Records from a dataset:
************

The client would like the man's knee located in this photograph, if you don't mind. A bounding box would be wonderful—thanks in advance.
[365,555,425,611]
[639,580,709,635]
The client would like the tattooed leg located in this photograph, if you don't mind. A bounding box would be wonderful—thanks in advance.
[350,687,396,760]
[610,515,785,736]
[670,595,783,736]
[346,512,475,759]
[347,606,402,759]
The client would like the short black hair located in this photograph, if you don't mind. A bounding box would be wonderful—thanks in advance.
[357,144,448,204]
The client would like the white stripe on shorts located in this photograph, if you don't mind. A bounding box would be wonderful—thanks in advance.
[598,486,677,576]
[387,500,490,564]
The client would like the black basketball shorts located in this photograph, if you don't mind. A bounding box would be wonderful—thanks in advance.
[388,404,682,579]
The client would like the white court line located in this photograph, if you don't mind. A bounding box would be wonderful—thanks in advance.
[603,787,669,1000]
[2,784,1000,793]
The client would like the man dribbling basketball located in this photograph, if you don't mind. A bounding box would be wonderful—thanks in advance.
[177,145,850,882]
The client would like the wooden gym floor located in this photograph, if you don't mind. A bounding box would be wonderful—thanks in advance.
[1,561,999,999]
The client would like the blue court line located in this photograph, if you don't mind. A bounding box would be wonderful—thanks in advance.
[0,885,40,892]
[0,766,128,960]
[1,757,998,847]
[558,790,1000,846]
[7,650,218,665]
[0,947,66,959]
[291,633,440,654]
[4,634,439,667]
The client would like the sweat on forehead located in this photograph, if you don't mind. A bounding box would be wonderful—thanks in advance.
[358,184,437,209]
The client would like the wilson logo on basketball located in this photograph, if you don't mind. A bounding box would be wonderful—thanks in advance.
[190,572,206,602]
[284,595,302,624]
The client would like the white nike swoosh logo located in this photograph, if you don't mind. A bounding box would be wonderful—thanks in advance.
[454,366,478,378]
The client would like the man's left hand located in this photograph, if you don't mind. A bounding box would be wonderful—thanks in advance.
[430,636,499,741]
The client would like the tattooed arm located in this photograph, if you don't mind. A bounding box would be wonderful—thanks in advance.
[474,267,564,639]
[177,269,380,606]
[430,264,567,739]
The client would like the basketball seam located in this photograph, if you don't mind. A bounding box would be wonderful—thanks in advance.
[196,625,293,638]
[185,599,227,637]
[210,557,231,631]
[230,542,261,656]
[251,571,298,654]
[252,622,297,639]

************

== Task brief ==
Restate the data in full so that no line differs from the original.

== Response below ==
The client would like the man's knee located in this photograph, if you don't mind. A bounding box would be wonderful—thanks in advance.
[365,555,425,611]
[639,580,709,635]
The client would like the tattooed leg located in this photograph, if you don't mind. A bounding box would be wonderful—thanks in advance.
[350,687,396,760]
[610,515,785,736]
[670,595,783,736]
[346,512,475,759]
[347,606,402,759]
The client would like the short black hair located in this photograph, if you don't mind. A bounding box would be wonderful—thanks in advance.
[357,144,448,204]
The client would like the white stripe on shorts located in this photograph, if you don't mind. A bounding box would be wonderful—thanks in advance.
[598,486,677,576]
[387,500,490,564]
The client would like the black basketball shorts located in this photograph, if you don't mind. A bounding box would be wonderful—thanks in advance.
[388,404,682,579]
The client would like the white court line located in this photograph, if you don't mind. A bounding box would be wonderful—thanks in advance.
[603,787,669,1000]
[2,784,1000,793]
The client would like the man dribbling basketball located in this photograph, if you don't mind. A bounding box would be wonderful—thanks in advance.
[177,145,850,882]
The client would like the wooden gym floor located in this photograph, if you don't mind. A bounding box would be wonderful—thanks in advance.
[1,561,999,999]
The client would like the blue court line located in this photograph, if you don't mind. A bounding box would be wonderful—thanks in advance.
[0,885,40,892]
[0,766,128,960]
[1,757,998,847]
[558,790,1000,846]
[7,650,218,665]
[0,947,66,959]
[291,633,440,654]
[4,634,439,667]
The client would like the sweat on forehead located in this photograph, if you don't mind. A bounding box would be wonderful—thanks in advance.
[358,184,437,209]
The client would like the wilson logo on basketball located in this photograph, if you don't mind. A bounding box would be wonderful—thanks in advance.
[190,572,206,602]
[284,595,302,624]
The client would like the white nike swoosh logo located in this photograph, if you don't mind. A bounding box would be wonderful—thanks in advance.
[454,366,478,378]
The client would like the man's left hand located in this photograph, if you don't mind. A bounding box would be wonderful—thanks in advance.
[430,636,499,741]
The client would like the tattooed arm located in this photograph, if you don't mind. A bounding box would be wonderful—thanks in advance.
[474,267,564,639]
[177,269,380,606]
[430,264,567,739]
The client would like the basketball seam located in this photograph, if you don't mind. A bounding box would be wonderful—thanks in advance.
[196,625,293,638]
[185,599,227,637]
[210,557,231,631]
[230,542,261,656]
[251,571,298,654]
[252,622,297,639]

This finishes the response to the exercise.